→ Problem requirements
Retype the entries below word for word, beginning at the top and continuing through the line that contains "[0,0,371,123]", including that line.

→ Dataset entries
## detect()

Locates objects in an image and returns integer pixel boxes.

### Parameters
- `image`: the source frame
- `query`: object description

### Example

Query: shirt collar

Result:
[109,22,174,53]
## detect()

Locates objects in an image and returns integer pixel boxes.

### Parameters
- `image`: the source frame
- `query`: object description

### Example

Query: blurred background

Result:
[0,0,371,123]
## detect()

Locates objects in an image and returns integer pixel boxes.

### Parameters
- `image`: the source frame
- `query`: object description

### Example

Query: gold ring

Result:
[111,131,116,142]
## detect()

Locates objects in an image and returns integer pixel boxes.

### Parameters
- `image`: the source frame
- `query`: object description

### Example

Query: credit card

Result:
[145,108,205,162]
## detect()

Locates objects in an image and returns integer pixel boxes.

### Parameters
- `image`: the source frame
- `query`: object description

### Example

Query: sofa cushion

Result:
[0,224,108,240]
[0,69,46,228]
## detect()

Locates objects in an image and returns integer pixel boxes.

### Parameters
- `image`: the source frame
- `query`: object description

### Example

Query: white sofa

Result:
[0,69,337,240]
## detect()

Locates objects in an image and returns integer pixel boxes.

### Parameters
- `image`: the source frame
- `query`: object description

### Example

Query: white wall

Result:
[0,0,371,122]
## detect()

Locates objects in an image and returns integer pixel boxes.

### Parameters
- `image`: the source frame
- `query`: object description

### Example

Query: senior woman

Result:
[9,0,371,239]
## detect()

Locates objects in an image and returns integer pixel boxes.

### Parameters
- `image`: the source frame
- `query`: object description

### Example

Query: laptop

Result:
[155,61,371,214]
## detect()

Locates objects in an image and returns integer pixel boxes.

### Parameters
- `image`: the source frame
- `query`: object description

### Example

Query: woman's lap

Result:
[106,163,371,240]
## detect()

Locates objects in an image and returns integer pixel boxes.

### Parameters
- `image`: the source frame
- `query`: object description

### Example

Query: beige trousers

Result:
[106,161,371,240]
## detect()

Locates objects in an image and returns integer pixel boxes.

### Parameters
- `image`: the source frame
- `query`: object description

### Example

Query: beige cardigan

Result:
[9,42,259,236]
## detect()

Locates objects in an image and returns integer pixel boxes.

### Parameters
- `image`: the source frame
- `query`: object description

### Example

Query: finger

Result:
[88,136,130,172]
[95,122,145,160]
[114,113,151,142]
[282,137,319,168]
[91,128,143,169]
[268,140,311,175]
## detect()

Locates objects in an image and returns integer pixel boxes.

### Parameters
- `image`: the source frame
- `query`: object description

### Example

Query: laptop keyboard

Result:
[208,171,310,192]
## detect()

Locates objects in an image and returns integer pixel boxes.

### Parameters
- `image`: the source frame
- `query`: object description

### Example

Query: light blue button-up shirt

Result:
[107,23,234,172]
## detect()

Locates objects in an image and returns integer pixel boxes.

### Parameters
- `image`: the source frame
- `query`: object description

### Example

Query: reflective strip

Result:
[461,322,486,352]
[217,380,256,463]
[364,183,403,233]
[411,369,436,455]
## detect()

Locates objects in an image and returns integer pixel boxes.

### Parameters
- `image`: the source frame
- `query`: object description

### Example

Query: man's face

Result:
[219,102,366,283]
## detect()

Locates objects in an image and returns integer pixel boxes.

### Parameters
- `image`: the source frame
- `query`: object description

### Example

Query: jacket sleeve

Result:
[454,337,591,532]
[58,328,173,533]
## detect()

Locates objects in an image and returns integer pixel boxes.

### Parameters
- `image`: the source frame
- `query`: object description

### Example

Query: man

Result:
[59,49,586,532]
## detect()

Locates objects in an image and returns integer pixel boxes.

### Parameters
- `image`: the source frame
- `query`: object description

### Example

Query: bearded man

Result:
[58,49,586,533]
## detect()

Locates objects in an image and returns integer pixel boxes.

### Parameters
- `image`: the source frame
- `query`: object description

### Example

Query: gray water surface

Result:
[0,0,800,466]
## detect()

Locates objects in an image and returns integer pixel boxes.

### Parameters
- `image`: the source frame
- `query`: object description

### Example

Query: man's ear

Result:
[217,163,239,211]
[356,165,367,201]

→ Solution
## detect()

Locates objects in an image and returns integer pixel boxes.

### Parameters
- `image`: the source frame
- `query`: object description

### Example

Query: shirt collar

Result:
[109,22,174,53]
## detect()

Locates objects in an image and returns integer pixel boxes.

### Parameters
- `image`: the source frame
- `query`: object description

### Example

Query: blurred background

Result:
[0,0,371,123]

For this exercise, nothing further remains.